- Problem requirements -
If a record below holds a picture, leave the picture out and copy the rest exactly.

- Data excerpts -
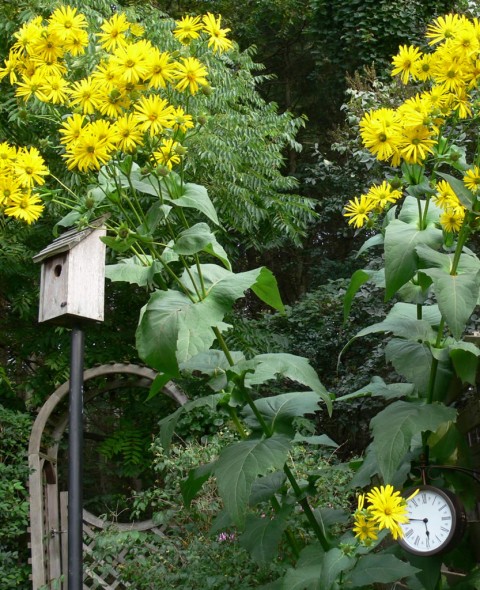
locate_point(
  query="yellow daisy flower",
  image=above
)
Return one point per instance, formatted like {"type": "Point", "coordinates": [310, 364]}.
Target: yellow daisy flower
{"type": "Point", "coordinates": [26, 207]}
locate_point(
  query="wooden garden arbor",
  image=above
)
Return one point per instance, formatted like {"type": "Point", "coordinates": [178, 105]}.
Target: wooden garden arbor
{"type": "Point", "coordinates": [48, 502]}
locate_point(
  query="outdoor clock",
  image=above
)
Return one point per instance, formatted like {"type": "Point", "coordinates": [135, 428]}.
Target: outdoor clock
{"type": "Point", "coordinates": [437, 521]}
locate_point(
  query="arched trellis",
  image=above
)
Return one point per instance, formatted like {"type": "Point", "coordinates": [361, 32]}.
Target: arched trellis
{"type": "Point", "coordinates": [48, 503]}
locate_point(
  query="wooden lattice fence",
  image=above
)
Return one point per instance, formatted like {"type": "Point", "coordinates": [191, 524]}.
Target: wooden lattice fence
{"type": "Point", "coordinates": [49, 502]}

- Answer to the exercise -
locate_point(
  query="yellow daisy flower",
  image=above
)
Return one point per instance, formatted like {"type": "Point", "coordinates": [310, 364]}.
Target: yellow daisy flower
{"type": "Point", "coordinates": [26, 207]}
locate_point(
  query="wooden garden arbor",
  image=above
)
Return one point per instance, formatted like {"type": "Point", "coordinates": [178, 105]}.
Target: wooden garden arbor
{"type": "Point", "coordinates": [48, 502]}
locate_point(
  query="outdoor clock",
  image=above
)
Return one point per instance, formatted like {"type": "Point", "coordinates": [135, 428]}.
Target: outdoor clock
{"type": "Point", "coordinates": [437, 521]}
locate_point(
  query="arched trellis",
  image=above
)
Return one point per instance, formatted like {"type": "Point", "coordinates": [361, 32]}.
Target: arched trellis
{"type": "Point", "coordinates": [48, 503]}
locate_point(
  query="wooden lattice fence",
  image=above
)
Return one point per instance, formatted like {"type": "Point", "coordinates": [191, 524]}.
Target: wooden lattice fence
{"type": "Point", "coordinates": [49, 502]}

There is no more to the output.